WRITTEN REQUEST: Extract each line in the records below that contains the string "stem", matching its case exactly.
[start EXCERPTED DATA]
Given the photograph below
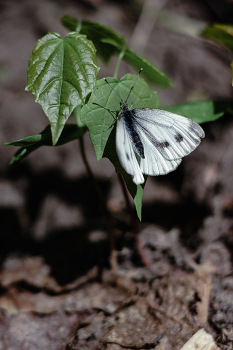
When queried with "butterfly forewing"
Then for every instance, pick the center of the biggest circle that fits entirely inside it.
(154, 163)
(126, 153)
(173, 136)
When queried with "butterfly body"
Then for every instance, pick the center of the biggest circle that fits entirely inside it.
(153, 141)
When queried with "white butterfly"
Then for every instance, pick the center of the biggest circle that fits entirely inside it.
(152, 141)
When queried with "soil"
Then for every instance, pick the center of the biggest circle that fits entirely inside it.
(57, 290)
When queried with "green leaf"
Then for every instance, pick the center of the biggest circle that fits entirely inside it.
(98, 119)
(61, 74)
(221, 34)
(200, 112)
(136, 191)
(31, 143)
(152, 74)
(97, 33)
(71, 23)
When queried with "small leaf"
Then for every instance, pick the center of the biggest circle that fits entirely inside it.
(99, 119)
(61, 74)
(200, 112)
(97, 33)
(153, 74)
(150, 72)
(221, 34)
(31, 143)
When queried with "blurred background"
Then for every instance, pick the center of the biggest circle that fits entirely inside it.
(48, 207)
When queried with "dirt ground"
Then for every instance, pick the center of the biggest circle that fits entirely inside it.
(57, 291)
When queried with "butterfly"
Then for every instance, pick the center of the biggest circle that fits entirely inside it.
(152, 141)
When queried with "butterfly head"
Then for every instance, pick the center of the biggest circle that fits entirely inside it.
(124, 106)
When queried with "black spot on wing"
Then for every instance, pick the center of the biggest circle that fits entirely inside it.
(179, 138)
(163, 144)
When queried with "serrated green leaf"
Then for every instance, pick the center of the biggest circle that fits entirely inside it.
(97, 33)
(98, 120)
(31, 143)
(200, 112)
(61, 74)
(221, 34)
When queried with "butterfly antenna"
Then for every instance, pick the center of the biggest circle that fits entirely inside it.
(133, 85)
(113, 89)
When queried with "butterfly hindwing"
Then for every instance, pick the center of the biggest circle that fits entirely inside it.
(172, 135)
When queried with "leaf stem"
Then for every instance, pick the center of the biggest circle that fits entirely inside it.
(121, 55)
(107, 214)
(134, 223)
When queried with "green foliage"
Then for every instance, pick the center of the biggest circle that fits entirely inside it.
(221, 34)
(98, 119)
(200, 112)
(62, 78)
(61, 74)
(31, 143)
(108, 43)
(97, 33)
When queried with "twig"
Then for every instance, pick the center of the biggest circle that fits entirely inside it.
(134, 223)
(121, 55)
(107, 214)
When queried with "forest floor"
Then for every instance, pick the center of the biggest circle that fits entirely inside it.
(57, 290)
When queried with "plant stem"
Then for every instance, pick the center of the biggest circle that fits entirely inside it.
(121, 55)
(133, 222)
(107, 214)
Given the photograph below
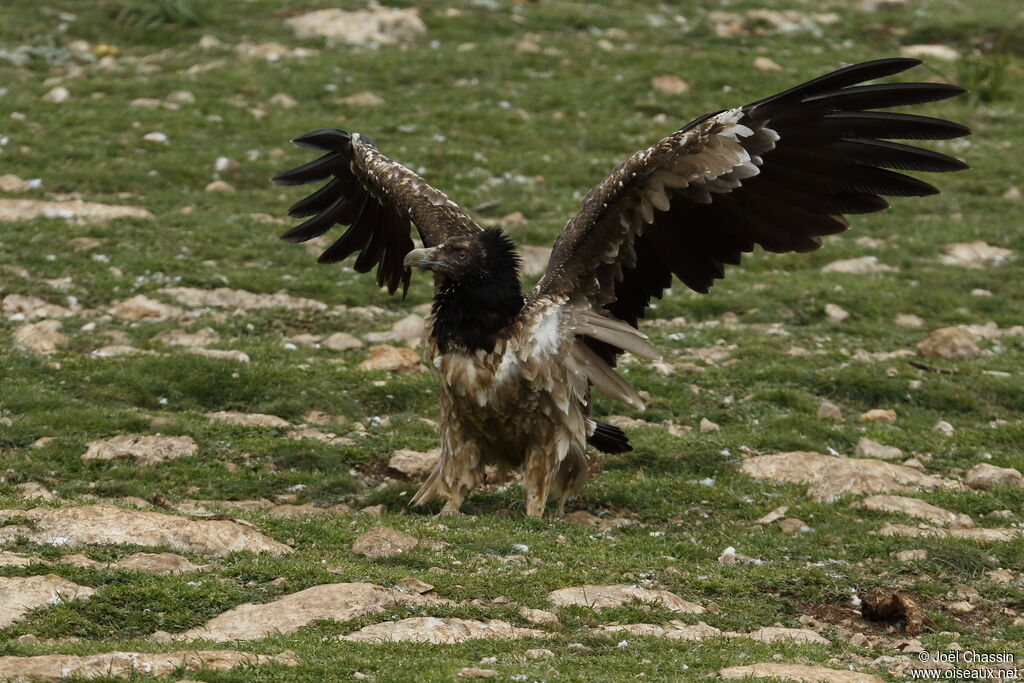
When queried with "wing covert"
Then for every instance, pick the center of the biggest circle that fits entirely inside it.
(377, 198)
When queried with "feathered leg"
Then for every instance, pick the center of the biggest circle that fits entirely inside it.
(457, 473)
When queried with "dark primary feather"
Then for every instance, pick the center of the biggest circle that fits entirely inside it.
(376, 198)
(834, 157)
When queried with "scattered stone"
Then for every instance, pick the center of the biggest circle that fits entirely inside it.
(223, 297)
(914, 555)
(220, 187)
(412, 585)
(976, 534)
(377, 26)
(160, 563)
(112, 525)
(364, 98)
(142, 450)
(915, 508)
(31, 489)
(391, 358)
(709, 427)
(383, 542)
(934, 51)
(984, 476)
(774, 515)
(597, 597)
(775, 634)
(438, 631)
(204, 337)
(143, 308)
(879, 415)
(949, 344)
(414, 464)
(219, 354)
(57, 95)
(539, 615)
(248, 419)
(793, 525)
(341, 341)
(835, 313)
(84, 212)
(129, 665)
(764, 63)
(832, 477)
(976, 255)
(869, 449)
(43, 337)
(797, 672)
(670, 84)
(860, 265)
(828, 411)
(329, 601)
(19, 594)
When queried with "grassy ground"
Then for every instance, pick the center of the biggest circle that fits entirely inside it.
(502, 130)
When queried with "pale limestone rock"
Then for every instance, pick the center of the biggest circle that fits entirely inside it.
(439, 631)
(43, 337)
(285, 614)
(142, 307)
(160, 563)
(828, 411)
(130, 665)
(111, 525)
(870, 449)
(614, 596)
(77, 210)
(670, 84)
(709, 427)
(983, 476)
(949, 344)
(976, 255)
(915, 508)
(223, 297)
(414, 464)
(879, 415)
(830, 478)
(797, 672)
(19, 594)
(377, 26)
(391, 358)
(143, 450)
(341, 341)
(383, 542)
(976, 534)
(248, 419)
(860, 265)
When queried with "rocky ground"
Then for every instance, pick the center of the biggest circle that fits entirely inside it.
(207, 441)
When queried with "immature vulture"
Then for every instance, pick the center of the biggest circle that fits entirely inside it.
(516, 369)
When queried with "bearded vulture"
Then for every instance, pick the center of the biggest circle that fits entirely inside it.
(515, 369)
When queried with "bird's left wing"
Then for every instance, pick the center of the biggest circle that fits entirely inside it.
(377, 198)
(778, 172)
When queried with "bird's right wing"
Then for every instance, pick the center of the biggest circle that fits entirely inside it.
(374, 196)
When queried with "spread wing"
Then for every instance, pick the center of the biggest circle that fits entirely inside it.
(778, 172)
(374, 196)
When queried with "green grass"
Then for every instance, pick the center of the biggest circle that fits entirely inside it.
(505, 131)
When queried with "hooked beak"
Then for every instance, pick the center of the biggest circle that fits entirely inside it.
(425, 259)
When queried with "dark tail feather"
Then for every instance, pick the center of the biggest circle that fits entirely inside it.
(607, 438)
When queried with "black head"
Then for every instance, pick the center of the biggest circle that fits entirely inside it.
(467, 259)
(477, 295)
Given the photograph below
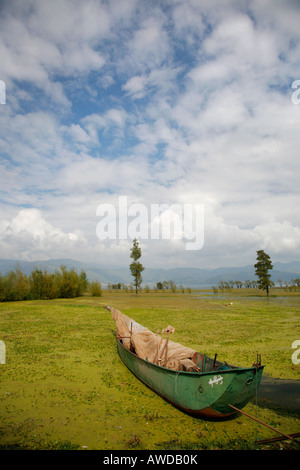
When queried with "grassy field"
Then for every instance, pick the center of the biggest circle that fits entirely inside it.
(64, 387)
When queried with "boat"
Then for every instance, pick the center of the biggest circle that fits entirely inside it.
(191, 381)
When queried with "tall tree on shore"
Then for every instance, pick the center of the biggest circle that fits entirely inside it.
(136, 267)
(262, 268)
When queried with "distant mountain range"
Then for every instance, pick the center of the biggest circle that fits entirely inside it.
(188, 277)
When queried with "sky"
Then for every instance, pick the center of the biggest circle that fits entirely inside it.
(169, 104)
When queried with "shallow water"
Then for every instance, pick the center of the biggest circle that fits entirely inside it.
(280, 393)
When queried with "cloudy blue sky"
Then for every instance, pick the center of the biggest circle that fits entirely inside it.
(170, 101)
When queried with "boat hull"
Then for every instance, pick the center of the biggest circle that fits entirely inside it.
(207, 394)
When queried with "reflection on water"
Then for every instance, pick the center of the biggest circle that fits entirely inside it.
(280, 392)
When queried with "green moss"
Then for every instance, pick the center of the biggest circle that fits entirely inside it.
(63, 385)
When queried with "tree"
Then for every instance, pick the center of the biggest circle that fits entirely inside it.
(136, 267)
(262, 268)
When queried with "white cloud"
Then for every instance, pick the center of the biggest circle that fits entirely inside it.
(33, 238)
(182, 101)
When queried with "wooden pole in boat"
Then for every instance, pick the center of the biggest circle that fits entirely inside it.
(215, 358)
(264, 424)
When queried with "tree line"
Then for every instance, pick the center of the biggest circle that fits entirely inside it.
(63, 283)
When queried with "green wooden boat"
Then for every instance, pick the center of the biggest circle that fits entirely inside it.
(209, 391)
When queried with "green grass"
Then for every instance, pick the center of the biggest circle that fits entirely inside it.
(64, 387)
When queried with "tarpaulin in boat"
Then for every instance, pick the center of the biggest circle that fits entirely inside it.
(151, 346)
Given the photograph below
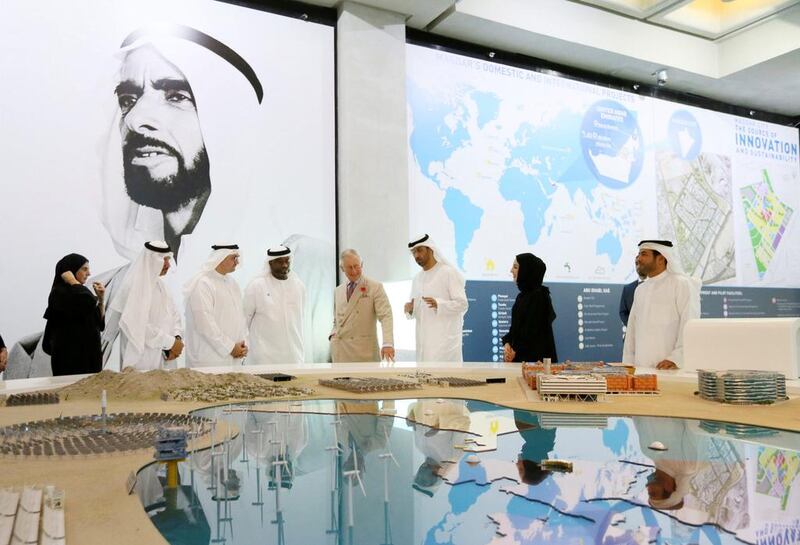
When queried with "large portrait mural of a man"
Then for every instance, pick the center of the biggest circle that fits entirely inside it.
(201, 135)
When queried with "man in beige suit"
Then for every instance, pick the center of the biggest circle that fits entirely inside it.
(358, 303)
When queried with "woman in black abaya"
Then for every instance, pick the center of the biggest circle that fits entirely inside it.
(75, 318)
(530, 337)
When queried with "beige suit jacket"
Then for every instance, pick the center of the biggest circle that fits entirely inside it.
(355, 335)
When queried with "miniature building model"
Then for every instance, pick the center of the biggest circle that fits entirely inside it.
(618, 379)
(741, 386)
(571, 387)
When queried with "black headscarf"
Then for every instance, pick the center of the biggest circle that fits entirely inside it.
(73, 263)
(531, 272)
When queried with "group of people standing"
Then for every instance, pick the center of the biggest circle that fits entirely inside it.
(265, 324)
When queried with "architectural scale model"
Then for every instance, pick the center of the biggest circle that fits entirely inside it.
(422, 377)
(34, 398)
(562, 466)
(87, 435)
(26, 519)
(170, 444)
(742, 387)
(571, 387)
(618, 379)
(224, 392)
(364, 385)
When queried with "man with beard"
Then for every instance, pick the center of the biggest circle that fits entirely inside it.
(273, 309)
(178, 167)
(663, 304)
(164, 159)
(438, 303)
(150, 324)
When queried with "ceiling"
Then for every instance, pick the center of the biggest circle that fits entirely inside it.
(742, 52)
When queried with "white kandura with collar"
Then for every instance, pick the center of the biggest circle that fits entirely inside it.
(273, 310)
(661, 308)
(438, 330)
(214, 314)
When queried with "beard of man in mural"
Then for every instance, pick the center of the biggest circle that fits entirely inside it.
(161, 135)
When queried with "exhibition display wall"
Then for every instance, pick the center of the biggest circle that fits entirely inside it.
(504, 160)
(191, 121)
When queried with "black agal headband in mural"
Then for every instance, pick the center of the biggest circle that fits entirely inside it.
(202, 39)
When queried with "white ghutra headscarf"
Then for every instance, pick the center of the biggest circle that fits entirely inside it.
(218, 254)
(427, 241)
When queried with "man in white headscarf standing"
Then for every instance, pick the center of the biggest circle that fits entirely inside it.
(438, 304)
(215, 326)
(149, 322)
(273, 309)
(665, 301)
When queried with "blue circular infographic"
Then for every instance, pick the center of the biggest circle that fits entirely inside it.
(612, 144)
(685, 136)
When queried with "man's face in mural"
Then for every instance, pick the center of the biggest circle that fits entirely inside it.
(164, 157)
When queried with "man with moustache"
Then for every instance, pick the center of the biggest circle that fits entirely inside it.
(359, 304)
(148, 320)
(665, 301)
(438, 303)
(273, 310)
(215, 328)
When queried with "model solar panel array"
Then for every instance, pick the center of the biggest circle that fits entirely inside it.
(171, 444)
(34, 398)
(368, 384)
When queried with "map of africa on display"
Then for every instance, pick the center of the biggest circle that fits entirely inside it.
(559, 175)
(504, 160)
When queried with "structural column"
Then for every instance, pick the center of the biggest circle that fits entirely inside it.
(372, 138)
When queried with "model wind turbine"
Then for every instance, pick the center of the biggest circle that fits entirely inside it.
(386, 456)
(354, 473)
(259, 433)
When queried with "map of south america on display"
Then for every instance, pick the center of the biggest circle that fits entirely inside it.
(505, 160)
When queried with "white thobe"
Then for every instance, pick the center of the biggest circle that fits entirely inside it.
(163, 325)
(439, 330)
(214, 321)
(661, 308)
(273, 311)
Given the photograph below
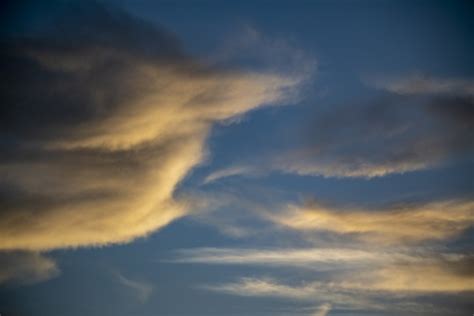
[end EXCERPTED DATA]
PROBLEM SOLUTION:
When queried with "leaf stem"
When queried with "plant stem"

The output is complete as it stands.